→ **Challenge 1**
Name every person whose recent remarks Aleksey Polubota points to in the article on Putin's remark about self-reliance.
→ **Challenge 2**
Carry the article on Putin's remark about self-reliance forward from its last sentence.

··· Passage shown ···

Friday, December 14, 2018

For Russians Now, Putin’s Remark about Self-Reliance Makes Him a Social Darwinist, Polubota Says


Paul Goble

            Staunton, December 14 –Vladimir Putin’s suggestion this week that Russians should rely on themselves rather than look to the state for help would likely have been accepted as little more than a banality; but coming on the heels of remarks by officials that the state doesn’t owe them anything, his words are being viewed by many as an indication Putin is one of them.

            Svobodnaya pressa commentator Aleksey Polubota points to recent remarks by Olga Glatskikh, a Sverdlov official, to the effect that the state doesn’t owe young people anything, by Saratov’s Nikolay Ostrovsky that the people “owes” the state, and by Anatoly Chubais that the people should say thank you to the oligarchs (svpressa.ru/politic/article/219045/).

··· Given information ···

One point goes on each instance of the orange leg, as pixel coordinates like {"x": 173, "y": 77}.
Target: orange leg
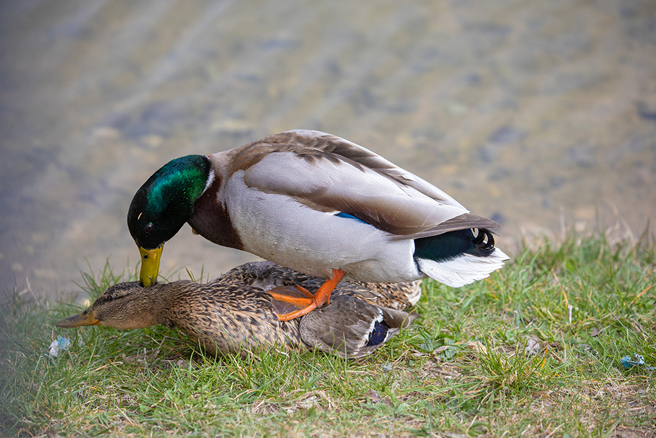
{"x": 311, "y": 302}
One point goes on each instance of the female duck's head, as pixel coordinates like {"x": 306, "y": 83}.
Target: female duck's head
{"x": 161, "y": 207}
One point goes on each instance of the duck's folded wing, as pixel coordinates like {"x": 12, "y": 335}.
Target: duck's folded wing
{"x": 351, "y": 327}
{"x": 335, "y": 176}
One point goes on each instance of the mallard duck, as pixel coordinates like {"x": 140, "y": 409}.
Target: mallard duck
{"x": 320, "y": 205}
{"x": 236, "y": 314}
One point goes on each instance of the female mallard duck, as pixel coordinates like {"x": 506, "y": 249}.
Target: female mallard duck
{"x": 318, "y": 204}
{"x": 235, "y": 313}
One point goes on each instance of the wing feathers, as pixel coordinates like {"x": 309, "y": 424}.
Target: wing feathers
{"x": 331, "y": 174}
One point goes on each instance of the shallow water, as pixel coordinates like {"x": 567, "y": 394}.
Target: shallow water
{"x": 520, "y": 110}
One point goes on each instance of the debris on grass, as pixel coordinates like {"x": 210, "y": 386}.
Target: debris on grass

···

→ **Output 1**
Olga Glatskikh, Nikolay Ostrovsky, Anatoly Chubais

→ **Output 2**
            And then quotes Putin’s comments to the effect that Russians should not expect anything from the powers that be to suggest that he is saying much the same thing. Dmitry Zhuravlyev of the Moscow Institute of Regional Problems agrees, arguing that Putin’s words take on a new meaning given the recent expressions of contempt for the population by members of the elite.

            That elite thinks that its status is forever, and it members have not lost the sense that “the people will swallow anything.  If the elite continues to be cut off from reality, what happened at the end of perestroika will happen again: the powers that be will lose the support of society.”  And when that happens, they will lose everything.

            Leonty Byzov of the Moscow Institute of Sociology says that this is a particular risk for Putin because he began his presidency by opposing social Darwinist ideas.  In fact, he continues, “the entire phenomenon of Vladimir Putin was based on the idea” that he was conducting his policies to defeat this “humanity-hating ideology.”

            Putin told the country that the strong might do very well under him but that he would never forget the weak, Byzov says.  And that is what he did in the first part of his rule.  But now that social contract has been torn up; and the Kremlin leader appears to be taking the side of the strong at the expense of the weak.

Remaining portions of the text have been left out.